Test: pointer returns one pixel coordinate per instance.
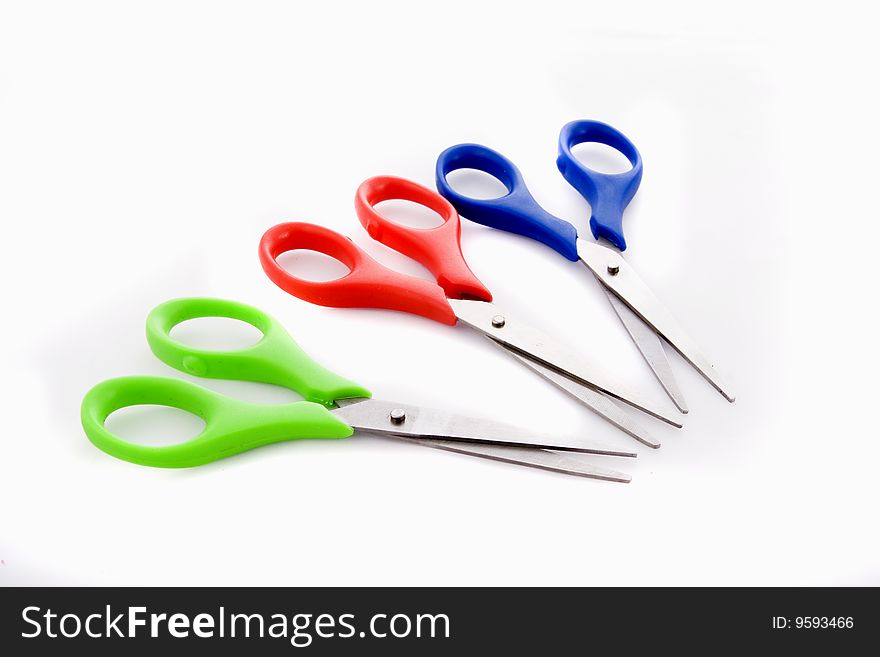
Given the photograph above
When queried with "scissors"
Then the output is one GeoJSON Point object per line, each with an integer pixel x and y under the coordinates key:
{"type": "Point", "coordinates": [334, 407]}
{"type": "Point", "coordinates": [645, 318]}
{"type": "Point", "coordinates": [456, 296]}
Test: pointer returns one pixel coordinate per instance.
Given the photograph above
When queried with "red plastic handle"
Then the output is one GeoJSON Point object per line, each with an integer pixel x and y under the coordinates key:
{"type": "Point", "coordinates": [438, 249]}
{"type": "Point", "coordinates": [367, 285]}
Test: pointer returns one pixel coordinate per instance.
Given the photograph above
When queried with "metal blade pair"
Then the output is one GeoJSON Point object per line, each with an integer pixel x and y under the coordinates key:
{"type": "Point", "coordinates": [647, 320]}
{"type": "Point", "coordinates": [568, 370]}
{"type": "Point", "coordinates": [476, 437]}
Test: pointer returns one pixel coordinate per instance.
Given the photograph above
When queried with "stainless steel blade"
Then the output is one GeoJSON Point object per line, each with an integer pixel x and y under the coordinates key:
{"type": "Point", "coordinates": [651, 347]}
{"type": "Point", "coordinates": [614, 273]}
{"type": "Point", "coordinates": [595, 401]}
{"type": "Point", "coordinates": [533, 458]}
{"type": "Point", "coordinates": [536, 345]}
{"type": "Point", "coordinates": [409, 421]}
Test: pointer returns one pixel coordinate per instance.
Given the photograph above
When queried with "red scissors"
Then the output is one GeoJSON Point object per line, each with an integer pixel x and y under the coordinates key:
{"type": "Point", "coordinates": [457, 295]}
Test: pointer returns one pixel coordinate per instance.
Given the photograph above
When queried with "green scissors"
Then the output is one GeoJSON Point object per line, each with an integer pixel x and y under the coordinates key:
{"type": "Point", "coordinates": [334, 407]}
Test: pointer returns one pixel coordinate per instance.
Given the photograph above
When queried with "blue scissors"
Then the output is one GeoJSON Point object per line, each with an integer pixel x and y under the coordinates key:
{"type": "Point", "coordinates": [644, 317]}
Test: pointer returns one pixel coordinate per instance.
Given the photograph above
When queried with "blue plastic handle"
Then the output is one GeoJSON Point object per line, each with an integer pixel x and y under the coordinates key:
{"type": "Point", "coordinates": [516, 212]}
{"type": "Point", "coordinates": [608, 194]}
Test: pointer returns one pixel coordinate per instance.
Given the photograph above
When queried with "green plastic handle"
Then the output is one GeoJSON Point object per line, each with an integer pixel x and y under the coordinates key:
{"type": "Point", "coordinates": [276, 358]}
{"type": "Point", "coordinates": [231, 425]}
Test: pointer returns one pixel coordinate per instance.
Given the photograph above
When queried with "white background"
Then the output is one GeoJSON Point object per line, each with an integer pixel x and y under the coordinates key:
{"type": "Point", "coordinates": [144, 148]}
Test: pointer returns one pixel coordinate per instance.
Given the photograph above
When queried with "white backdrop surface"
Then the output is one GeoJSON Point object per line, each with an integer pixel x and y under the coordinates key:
{"type": "Point", "coordinates": [145, 148]}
_ _ _ _ _
Requirement:
Output the records above exactly; leave out the pictures.

Expected answer:
Test: pointer returns one pixel coordinate per instance.
Given the photograph above
When queried with "scissors"
Then the output is one GeoJSON Point object per line, each with an integer pixel x and y under the coordinates key:
{"type": "Point", "coordinates": [334, 407]}
{"type": "Point", "coordinates": [645, 318]}
{"type": "Point", "coordinates": [456, 296]}
Test: pointer returns one pixel coordinate per instance.
Given the photograph above
When queried with "red plastic handle"
Then the output is one GeoJSON Point object per line, each with an integer pixel x and y under the coordinates key:
{"type": "Point", "coordinates": [438, 249]}
{"type": "Point", "coordinates": [367, 285]}
Test: pointer returns one pixel coordinate per instance.
Given the photograph above
When queried with "metal blade pair"
Then the output is one GeoJSON Point object per line, each with an integer pixel x and y under the coordinates key:
{"type": "Point", "coordinates": [647, 320]}
{"type": "Point", "coordinates": [568, 370]}
{"type": "Point", "coordinates": [476, 437]}
Test: pointer returns one pixel coordinate per instance.
Given the photograph above
When queried with "stainless steel blade"
Then the output is one GeoJSON Point object per line, each with an integer pixel x and y under the coordinates key:
{"type": "Point", "coordinates": [651, 347]}
{"type": "Point", "coordinates": [614, 273]}
{"type": "Point", "coordinates": [595, 401]}
{"type": "Point", "coordinates": [533, 458]}
{"type": "Point", "coordinates": [536, 345]}
{"type": "Point", "coordinates": [409, 421]}
Test: pointer returns one pixel coordinate per instance.
Given the photograph above
When queried with "red scissors"
Then the output is one GeoJSON Point object per line, each with an integer pixel x and y under the coordinates key:
{"type": "Point", "coordinates": [457, 295]}
Test: pointer returns one pixel coordinate per instance.
Given the photograph above
When queried with "green scissors"
Then the output is one GeoJSON Point object per line, each with an integer pixel x and y under the coordinates key:
{"type": "Point", "coordinates": [334, 407]}
Test: pointer returns one pixel coordinate per instance.
Given the photograph above
When queried with "blue scissors"
Then the output is one GeoJSON Point object per line, each with an integer pixel x and y under the coordinates key:
{"type": "Point", "coordinates": [644, 317]}
Test: pointer returns one pixel coordinate per instance.
Given the photograph above
When queried with "blue plastic handle"
Then the output is one GeoJSON Point object per line, each with an integer pixel x and y under the coordinates key:
{"type": "Point", "coordinates": [516, 212]}
{"type": "Point", "coordinates": [608, 194]}
Test: pointer returns one pixel coordinate per instance.
Given the photograph above
When queried with "green plastic handle"
Then the output is one GeoJSON Point object per line, each with an integer pixel x and y under the coordinates key:
{"type": "Point", "coordinates": [276, 358]}
{"type": "Point", "coordinates": [231, 425]}
Test: pointer returns one pixel coordinate per instance.
Given the photograph above
When queried with "white background"
Then the output is one GeoJSON Point object per line, each with an integer pixel x and y under the coordinates key:
{"type": "Point", "coordinates": [144, 148]}
Test: pointer returns one pixel coordinate per instance.
Given the photograph above
When queried with "white backdrop surface"
Then the output is one GeoJSON Point object per line, each with an integer pixel x and y under the coordinates key:
{"type": "Point", "coordinates": [145, 148]}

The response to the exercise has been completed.